• _Provided records_:
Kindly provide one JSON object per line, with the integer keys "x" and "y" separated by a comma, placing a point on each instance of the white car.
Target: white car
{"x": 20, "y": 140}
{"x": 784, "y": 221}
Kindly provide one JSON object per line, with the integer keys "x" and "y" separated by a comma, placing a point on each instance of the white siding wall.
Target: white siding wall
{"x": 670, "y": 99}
==
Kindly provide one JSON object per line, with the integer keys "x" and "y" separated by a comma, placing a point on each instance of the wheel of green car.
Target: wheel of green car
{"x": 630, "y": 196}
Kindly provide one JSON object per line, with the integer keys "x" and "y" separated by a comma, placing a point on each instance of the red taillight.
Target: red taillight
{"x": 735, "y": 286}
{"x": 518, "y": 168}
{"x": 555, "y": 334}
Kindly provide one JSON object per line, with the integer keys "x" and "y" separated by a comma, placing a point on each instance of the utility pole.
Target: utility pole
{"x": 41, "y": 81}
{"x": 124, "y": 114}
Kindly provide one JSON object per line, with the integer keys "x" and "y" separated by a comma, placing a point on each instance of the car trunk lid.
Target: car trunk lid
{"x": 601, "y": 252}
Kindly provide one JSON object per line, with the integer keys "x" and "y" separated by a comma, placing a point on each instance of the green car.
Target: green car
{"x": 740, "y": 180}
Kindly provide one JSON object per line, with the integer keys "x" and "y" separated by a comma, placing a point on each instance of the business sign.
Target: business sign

• _Work to do_:
Copy the records verbatim, starting with the line that contains "the business sign." and going on through the line that contains "Target: business sign".

• _The output_:
Kindly provide one JSON object per line, with the integer keys "x" and "y" separated by a comma, placing a point on each instance of the business sign.
Target: business sign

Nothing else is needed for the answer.